— start Extracted text —

In 2008 when Barack Obama became the first Black President of the United States, Black people the world over were filled with pride and new hope. On the morning after his election victory, I like many others received this text message.
Rosa Parks sat,
so that Martin Luther King could walk,
so that Barack Obama could stand,
so that our children can fly.
If a Black man could become the most powerful man in the world we reasoned, then no ambition was off-limits to our children. It wasn’t just ordinary Black folks getting excited. Obama was awarded the Noble Peace Prize in 2009 when he was only a few months into the job. Sadly, four years later, many are disappointed that Obama didn’t become the hero they had hoped for. Here’s a comment I lifted from a debate on Facebook.
“I was one of the millions of people around the world, cheering on a man named Barack Obama who wanted to become President. I truly believed that his heart was in the right place. I had some naively romantic stupid idea, that he would make a difference to the people he wanted to serve. I feel sorry for the millions of people that came out to vote for the man they thought would have their back. Barack Obama, you have No backbone! No guts!
And I for one do not salute you!!
The reason that so many feel let down, even betrayed by Obama, is that they foolishly thought he was the Messiah. They thought that he would lead them into the Promised Land. But four years later they find themselves, not in the land of milk and honey, but instead deeper into the pit of hell.
OBAMA IN THE US
And it’s not just ordinary Black folks on Facebook that are slagging-off Obama. The great and the good have also laid into him.
Professor Cornel West described him as “a Black mascot of wall Street oligarchs and a Black puppet of corporate plutocrats.”
Psychologist Drew Western said of him…”we have a president who either does not know what he believes or is willing to take whatever position he thinks will lead to his re-election.”
Film maker Spike Lee, who was an active supporter of Obama during the first campaign, had this to say. “Many people, Black and white, went for the okeydokey and believed that racism was eradicated from America the moment he got elected. Like it was presto-chango, abracadabra…Poof, and it’s gone. And I think that was naïve.”
Even elder statesman of the civil rights movement Harry Belafonte has this biting critique of his premiership. “Dr King once said that politics without morality is tyranny. I don’t see Obama’s moral centre. I can’t find his moral line. I don’t understand his passion, outside of perpetuating the system and making sure that during his time at bat he didn’t default.”
In truth no matter what Obama achieved in his first term of Presidency, it would have been a disappointment to his supporters. The weight of expectation on his shoulders was so large that there was no way he could have lived up to it. Black people have a worrying tendency to look for a messiah. It’s part of our tradition from Harriet Tubman to Marcus Garvey, to Martin Luther King, to Malcolm X, to Nelson Mandela, and now to Obama, Black people are always looking for someone to save them. It all started with Moses when he led the Children of Israel out of Egypt.

— end Extracted text —

• Set problem 1
In the piece on Obama, who called him "a Black mascot of wall Street oligarchs and a Black puppet of corporate plutocrats"?

— start Working data —

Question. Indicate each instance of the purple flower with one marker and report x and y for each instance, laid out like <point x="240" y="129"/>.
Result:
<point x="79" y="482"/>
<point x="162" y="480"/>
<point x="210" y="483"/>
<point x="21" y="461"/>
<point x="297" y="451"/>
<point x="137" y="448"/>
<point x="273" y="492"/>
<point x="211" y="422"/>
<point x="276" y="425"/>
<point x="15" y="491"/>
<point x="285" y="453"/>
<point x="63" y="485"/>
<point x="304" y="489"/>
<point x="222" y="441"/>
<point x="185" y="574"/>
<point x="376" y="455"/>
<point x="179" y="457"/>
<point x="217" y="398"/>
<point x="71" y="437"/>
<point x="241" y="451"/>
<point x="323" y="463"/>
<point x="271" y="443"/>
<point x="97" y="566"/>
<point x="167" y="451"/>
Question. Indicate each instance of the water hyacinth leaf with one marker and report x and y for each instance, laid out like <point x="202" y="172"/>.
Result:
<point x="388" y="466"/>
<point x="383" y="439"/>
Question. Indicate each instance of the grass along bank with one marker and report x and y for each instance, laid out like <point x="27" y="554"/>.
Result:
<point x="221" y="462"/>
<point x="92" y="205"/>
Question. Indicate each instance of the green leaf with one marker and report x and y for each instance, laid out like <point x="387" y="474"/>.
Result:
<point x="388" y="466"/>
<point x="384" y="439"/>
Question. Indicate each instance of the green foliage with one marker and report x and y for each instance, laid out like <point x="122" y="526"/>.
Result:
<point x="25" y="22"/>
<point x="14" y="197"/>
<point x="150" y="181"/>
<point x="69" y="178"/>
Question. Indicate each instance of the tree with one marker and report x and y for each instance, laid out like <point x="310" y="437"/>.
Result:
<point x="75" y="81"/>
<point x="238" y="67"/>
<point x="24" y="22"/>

— end Working data —

• Set problem 2
Turn the stretch of the listing from the line containing "Question. Indicate each instance of the green foliage" through the end of the listing into a JSON list of strings, one string per line and no blank lines.

• Finished answer 1
Professor Cornel West.

• Finished answer 2
[
  "Question. Indicate each instance of the green foliage with one marker and report x and y for each instance, laid out like <point x=\"122\" y=\"526\"/>.",
  "Result:",
  "<point x=\"25\" y=\"22\"/>",
  "<point x=\"14\" y=\"197\"/>",
  "<point x=\"150\" y=\"181\"/>",
  "<point x=\"69\" y=\"178\"/>",
  "Question. Indicate each instance of the tree with one marker and report x and y for each instance, laid out like <point x=\"310\" y=\"437\"/>.",
  "Result:",
  "<point x=\"75\" y=\"81\"/>",
  "<point x=\"238\" y=\"67\"/>",
  "<point x=\"24\" y=\"22\"/>"
]